DATA PROVIDED section start
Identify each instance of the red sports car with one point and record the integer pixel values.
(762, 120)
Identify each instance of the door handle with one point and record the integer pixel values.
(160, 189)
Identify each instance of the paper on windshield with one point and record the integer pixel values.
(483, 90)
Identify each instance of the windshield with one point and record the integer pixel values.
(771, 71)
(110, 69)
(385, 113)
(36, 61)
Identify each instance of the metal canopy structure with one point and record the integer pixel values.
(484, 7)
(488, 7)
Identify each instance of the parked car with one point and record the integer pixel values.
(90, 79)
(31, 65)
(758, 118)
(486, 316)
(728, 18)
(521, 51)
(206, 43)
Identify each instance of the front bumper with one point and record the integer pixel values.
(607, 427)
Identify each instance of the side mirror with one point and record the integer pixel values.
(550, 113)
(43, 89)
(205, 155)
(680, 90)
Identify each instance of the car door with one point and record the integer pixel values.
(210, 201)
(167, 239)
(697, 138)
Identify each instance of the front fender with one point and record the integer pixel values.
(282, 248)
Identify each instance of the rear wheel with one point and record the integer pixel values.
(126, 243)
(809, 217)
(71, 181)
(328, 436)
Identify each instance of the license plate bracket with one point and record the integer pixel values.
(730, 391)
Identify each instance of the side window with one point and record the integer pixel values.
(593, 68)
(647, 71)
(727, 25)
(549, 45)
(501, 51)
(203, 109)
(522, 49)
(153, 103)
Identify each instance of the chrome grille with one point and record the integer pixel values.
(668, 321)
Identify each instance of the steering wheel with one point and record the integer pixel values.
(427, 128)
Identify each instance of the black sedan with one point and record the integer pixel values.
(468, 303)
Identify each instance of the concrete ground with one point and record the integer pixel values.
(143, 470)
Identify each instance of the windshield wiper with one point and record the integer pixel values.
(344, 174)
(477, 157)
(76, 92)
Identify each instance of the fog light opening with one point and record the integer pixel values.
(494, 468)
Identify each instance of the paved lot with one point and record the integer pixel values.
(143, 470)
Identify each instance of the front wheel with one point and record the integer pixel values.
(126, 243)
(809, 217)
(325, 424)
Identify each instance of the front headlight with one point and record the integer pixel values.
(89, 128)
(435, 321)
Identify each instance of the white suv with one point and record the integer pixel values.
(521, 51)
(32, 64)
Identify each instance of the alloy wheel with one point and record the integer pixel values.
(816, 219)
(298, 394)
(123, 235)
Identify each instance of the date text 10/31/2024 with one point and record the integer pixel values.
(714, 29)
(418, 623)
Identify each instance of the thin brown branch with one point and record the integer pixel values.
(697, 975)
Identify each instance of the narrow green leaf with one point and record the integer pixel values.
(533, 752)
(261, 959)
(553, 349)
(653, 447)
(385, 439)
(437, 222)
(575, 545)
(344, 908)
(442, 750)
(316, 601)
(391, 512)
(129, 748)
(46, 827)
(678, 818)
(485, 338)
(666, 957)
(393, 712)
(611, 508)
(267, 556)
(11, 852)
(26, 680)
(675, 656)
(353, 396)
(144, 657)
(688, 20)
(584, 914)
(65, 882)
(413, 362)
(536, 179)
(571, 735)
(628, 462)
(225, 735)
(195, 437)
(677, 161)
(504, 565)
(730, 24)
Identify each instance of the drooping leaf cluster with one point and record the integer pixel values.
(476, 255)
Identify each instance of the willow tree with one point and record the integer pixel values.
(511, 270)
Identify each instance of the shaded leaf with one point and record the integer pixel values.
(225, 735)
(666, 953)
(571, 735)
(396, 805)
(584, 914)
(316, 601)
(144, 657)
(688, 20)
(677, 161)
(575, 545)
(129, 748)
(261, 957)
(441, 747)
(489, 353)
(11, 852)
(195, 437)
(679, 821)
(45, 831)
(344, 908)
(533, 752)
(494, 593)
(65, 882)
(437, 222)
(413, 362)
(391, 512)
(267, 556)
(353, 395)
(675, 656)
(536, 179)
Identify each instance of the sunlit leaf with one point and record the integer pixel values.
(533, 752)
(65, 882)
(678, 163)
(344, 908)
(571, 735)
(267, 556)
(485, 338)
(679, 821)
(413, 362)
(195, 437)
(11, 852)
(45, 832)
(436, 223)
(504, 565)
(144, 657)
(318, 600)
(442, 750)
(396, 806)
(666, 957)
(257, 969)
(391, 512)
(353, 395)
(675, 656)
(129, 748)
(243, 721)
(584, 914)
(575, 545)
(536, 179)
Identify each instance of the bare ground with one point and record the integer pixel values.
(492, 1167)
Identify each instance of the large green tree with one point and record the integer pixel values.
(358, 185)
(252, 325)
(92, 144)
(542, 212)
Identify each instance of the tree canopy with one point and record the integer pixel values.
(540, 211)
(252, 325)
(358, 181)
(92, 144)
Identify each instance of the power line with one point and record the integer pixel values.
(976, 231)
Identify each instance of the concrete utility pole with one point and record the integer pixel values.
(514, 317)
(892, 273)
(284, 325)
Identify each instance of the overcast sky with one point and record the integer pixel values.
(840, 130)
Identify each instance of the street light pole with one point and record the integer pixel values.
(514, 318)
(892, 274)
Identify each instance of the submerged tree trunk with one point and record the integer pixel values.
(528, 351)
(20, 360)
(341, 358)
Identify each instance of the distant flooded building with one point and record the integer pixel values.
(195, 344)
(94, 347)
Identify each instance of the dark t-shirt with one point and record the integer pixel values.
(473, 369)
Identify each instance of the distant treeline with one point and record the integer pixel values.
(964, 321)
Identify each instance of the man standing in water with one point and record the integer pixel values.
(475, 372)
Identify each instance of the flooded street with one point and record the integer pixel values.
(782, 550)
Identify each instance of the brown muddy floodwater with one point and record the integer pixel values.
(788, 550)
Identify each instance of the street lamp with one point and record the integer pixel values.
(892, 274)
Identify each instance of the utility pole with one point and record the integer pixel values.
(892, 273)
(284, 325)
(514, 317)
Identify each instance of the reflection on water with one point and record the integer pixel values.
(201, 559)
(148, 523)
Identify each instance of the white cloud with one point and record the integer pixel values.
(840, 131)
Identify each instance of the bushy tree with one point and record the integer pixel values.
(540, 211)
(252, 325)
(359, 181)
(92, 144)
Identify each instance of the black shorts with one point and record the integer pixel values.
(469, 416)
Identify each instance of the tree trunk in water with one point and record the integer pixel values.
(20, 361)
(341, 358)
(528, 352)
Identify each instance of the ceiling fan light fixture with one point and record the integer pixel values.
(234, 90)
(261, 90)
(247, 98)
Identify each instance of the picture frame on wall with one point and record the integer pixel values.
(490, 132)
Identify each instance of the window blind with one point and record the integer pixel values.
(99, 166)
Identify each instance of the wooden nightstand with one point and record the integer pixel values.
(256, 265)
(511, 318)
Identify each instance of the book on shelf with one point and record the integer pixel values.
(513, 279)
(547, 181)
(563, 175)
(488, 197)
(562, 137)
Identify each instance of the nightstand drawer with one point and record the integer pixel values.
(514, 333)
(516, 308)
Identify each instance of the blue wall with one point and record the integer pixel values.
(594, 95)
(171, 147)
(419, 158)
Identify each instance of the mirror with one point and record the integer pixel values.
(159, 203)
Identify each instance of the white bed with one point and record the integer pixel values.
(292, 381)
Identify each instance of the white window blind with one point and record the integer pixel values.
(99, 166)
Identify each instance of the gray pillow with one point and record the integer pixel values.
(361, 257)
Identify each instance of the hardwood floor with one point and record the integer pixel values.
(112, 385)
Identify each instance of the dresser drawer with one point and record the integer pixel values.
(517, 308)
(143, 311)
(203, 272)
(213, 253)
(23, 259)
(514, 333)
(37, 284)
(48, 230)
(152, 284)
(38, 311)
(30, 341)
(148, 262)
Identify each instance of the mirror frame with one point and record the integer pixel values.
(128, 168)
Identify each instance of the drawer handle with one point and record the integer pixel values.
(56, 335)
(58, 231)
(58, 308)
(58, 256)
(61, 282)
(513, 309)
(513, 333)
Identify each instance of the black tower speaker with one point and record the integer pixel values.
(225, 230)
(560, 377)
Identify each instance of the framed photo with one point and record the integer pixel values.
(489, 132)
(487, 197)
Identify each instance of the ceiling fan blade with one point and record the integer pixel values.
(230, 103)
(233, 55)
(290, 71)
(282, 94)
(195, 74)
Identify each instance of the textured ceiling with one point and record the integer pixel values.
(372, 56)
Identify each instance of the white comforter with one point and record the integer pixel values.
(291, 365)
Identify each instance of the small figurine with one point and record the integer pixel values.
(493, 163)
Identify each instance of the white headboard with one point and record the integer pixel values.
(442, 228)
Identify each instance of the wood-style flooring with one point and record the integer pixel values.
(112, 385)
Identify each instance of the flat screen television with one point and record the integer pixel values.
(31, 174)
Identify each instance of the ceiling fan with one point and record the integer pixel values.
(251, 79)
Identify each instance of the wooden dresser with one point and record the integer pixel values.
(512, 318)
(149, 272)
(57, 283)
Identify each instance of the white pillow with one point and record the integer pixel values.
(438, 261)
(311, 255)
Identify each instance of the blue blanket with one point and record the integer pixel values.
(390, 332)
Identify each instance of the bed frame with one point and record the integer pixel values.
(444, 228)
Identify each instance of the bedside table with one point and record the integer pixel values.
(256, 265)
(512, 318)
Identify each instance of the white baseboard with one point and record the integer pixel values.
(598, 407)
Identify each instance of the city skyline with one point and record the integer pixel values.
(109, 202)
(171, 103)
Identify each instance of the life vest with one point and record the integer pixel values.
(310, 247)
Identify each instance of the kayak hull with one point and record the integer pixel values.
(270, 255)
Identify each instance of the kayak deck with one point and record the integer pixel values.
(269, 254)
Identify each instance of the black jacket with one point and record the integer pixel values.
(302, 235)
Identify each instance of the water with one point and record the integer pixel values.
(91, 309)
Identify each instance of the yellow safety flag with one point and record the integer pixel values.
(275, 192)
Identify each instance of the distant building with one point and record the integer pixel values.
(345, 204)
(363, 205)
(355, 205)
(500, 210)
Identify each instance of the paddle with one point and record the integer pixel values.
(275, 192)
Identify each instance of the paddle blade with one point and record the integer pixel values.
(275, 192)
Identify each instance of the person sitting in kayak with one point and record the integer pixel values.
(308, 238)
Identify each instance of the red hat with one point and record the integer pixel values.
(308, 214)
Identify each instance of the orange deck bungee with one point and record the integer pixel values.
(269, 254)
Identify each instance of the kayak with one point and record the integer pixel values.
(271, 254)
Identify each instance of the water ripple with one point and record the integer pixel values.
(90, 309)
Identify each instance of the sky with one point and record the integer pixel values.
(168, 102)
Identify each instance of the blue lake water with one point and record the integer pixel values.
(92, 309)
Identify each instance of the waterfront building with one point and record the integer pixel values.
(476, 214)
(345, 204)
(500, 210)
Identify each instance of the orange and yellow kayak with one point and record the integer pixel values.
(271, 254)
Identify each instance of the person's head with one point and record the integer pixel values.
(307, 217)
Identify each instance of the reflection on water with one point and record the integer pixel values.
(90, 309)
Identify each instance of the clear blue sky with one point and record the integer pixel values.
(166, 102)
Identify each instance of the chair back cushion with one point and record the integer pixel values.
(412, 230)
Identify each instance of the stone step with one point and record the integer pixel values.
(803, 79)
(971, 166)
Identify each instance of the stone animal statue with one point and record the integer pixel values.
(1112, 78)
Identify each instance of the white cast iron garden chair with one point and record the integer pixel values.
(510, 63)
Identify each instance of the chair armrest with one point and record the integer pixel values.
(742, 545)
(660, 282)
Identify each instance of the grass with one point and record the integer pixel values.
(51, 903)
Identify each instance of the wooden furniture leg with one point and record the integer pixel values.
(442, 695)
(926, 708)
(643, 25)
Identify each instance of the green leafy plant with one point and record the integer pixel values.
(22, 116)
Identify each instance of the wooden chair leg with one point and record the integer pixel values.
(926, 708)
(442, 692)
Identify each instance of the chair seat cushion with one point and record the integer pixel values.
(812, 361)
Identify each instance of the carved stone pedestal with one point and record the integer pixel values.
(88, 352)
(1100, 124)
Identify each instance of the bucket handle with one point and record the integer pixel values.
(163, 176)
DATA PROVIDED section end
TASK ITEM :: Once you find the line containing "Identify each instance of the water ripple", copy it and every line after it through the end of the records, exactly as they stand.

RESULT ::
Identify each instance of the water ripple with one point and record the integer pixel values.
(90, 309)
Identify each instance of the sky with one point and record the integer pixel values.
(168, 102)
Identify each instance of the blue lake water with one point and record the integer pixel values.
(92, 309)
Identify each instance of the waterfront building with one point and record the integer pixel values.
(476, 214)
(345, 204)
(500, 210)
Identify each instance of the orange and yellow kayak with one point and record the integer pixel values.
(271, 254)
Identify each instance of the person's head with one point and record the integer pixel values.
(307, 217)
Identify each instance of the reflection on water with one point and record the integer pixel values.
(90, 309)
Identify each instance of the clear blue sky with one point and record the integer pixel values.
(166, 102)
Identify each instance of the chair back cushion with one point and record the integer pixel values.
(412, 230)
Identify each instance of the stone step with one point and record the integer pixel values.
(803, 79)
(971, 166)
Identify each instance of the stone animal statue with one point and record the integer pixel values.
(1112, 78)
Identify each instance of the white cast iron garden chair with one point and record the integer pixel values.
(510, 63)
Identify each instance of the chair armrest with one point and record the integer pixel values.
(742, 545)
(660, 282)
Identify each instance of the grass with one point and record the integer pixel values.
(51, 903)
Identify each instance of the wooden furniture leg with one point and record the integer pixel values.
(442, 695)
(926, 708)
(643, 25)
Identify each instance of the green leafy plant with one point and record the integer pixel values.
(22, 116)
Identify each instance of the wooden chair leg with one point and record the integer pixel values.
(926, 708)
(442, 692)
Identify each instance of the chair seat cushion with one point and record the integer pixel values.
(812, 361)
Identify each instance of the carved stone pedestal with one point and record the integer pixel values.
(88, 352)
(1100, 124)
Identify each instance of the bucket handle with one point and record the integer pixel values.
(163, 176)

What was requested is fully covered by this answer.